▸ **DIRECTIONS**: Would you copy out, exactly as written, each line from the one containing "Where can you spot the door" to the end of the records below?

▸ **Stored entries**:
>>>>
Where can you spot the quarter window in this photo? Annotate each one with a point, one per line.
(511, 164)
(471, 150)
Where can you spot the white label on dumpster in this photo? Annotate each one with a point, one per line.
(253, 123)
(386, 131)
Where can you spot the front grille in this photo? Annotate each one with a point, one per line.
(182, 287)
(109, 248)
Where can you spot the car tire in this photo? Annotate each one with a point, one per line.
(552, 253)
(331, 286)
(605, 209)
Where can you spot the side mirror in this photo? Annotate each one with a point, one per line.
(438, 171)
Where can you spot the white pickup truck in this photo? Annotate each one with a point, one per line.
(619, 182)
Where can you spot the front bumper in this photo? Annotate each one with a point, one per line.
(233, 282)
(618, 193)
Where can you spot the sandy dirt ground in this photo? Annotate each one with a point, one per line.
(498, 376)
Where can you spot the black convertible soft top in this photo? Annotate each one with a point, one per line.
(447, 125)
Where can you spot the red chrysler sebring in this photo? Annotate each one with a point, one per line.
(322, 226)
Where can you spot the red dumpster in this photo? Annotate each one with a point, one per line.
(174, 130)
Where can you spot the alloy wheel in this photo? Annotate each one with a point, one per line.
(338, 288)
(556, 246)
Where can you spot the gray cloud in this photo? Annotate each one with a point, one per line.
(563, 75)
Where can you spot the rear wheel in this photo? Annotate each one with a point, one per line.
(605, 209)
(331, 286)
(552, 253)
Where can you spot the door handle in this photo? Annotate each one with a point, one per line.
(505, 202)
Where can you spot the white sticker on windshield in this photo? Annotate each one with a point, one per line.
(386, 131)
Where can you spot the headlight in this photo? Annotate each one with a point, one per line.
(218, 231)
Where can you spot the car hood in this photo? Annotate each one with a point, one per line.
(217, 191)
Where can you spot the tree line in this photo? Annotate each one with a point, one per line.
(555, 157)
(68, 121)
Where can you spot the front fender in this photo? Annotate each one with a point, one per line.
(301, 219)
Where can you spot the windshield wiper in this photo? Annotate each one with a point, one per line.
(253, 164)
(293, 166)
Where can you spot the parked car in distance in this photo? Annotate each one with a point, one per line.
<<<<
▸ **WORKED SOLUTION**:
Where can you spot the door handle in this photo? Annotate each one with a point, one per line.
(505, 202)
Where can you spot the white sticker on windshield in this photo? Annotate each one with a point, one per line.
(386, 131)
Where can you spot the headlight in this photo? Annotate each one with a point, one per line.
(218, 231)
Where can you spot the car hood in this photo? Annotate each one with a point, one per line.
(217, 191)
Where can you spot the tree line in this photo? Annotate each one with a point, one per line.
(555, 157)
(68, 121)
Where can you spot the front fender in this photo? Annotate each one with a point, one per line.
(301, 219)
Where can you spot the windshield wiper in this photo? Annotate each one with a point, one per line.
(253, 164)
(293, 166)
Where can you spot the parked car in distance in this photo? Annotate each one with a point, one per line.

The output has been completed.